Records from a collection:
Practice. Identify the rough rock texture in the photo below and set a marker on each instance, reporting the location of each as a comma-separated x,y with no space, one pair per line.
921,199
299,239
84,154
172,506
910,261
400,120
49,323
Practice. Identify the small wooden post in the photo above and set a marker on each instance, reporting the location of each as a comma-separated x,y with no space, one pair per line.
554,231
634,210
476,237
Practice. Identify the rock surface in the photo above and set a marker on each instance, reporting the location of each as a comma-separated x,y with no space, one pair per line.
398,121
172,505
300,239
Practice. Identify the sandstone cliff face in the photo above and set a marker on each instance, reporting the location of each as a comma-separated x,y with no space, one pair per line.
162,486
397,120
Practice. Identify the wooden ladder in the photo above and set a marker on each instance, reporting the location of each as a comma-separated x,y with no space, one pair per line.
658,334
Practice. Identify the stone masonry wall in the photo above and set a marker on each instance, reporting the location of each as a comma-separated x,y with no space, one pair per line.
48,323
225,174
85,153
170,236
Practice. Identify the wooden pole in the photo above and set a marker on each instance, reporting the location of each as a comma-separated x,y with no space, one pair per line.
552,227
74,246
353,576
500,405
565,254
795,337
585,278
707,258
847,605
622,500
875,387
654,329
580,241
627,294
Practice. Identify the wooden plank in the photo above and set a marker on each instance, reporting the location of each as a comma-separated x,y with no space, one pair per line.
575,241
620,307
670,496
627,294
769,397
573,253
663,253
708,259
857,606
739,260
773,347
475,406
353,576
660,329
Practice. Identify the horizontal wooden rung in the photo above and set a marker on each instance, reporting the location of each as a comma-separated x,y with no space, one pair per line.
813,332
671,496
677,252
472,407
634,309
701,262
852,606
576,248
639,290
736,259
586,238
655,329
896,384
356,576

PROMPT: Update the lines above by replacing "set a marker" with "place a point" wherever it occurs, and leave everything else unchanged.

PROBLEM SOLUTION:
Practice. Identify the rough rock texture in the photo below and place a point on each instance, reporting the location of each as a comma-separated x,y with no space, one pair per line.
921,199
299,239
84,154
172,506
910,261
400,120
49,323
Practice. Identify the small wooden post in the photo above and place a point on each instance, reporting the location of each as a comma-separated x,y with no space, one pair per line.
554,231
634,210
476,237
Practice. Identify the rock surface in the photo above and place a point on each instance, reporting the location of each as a comma-separated x,y with no space, one pair per line.
398,121
172,505
300,239
Practice. Identify the sandstone cliff face in the photo above and place a point on each instance, reporting the location of each as a comma-separated x,y with no space, one pair per line.
162,486
397,120
Practice. Identify the wooden ladder in the photo above and place a point on each instance, reporting the location of each as a comma-separated x,y with no space, one pair per line.
658,334
Practice. Identify the stone masonry wall in the photo above and place a point on each instance, reporting the location of each as a comma-separated x,y with no space, one pair per line.
48,323
225,174
85,153
170,236
Practice. Identify the wooden pole in the photo above and place a point on each instance, reporting the location of each as a comma-separated x,y with no space, one pair per line.
552,227
74,246
353,576
500,405
565,254
795,337
585,278
707,258
847,605
622,500
875,387
654,329
580,241
627,294
Practice. Identify the wooden plank in the photo above and place a point on each instance, reporting the location of each as a comma-separated x,y with no space, one pair per line.
575,241
620,307
670,496
627,294
769,397
573,253
663,253
708,259
857,606
739,260
773,347
475,406
353,576
660,329
Practice. Identify the horizontal wooden rung in the photo above and place a point on each instance, reporting the location of each as a comma-separated x,y with no space, one pair per line.
813,332
671,496
677,252
472,407
634,309
701,262
852,606
576,248
639,290
736,259
586,238
655,329
896,384
356,576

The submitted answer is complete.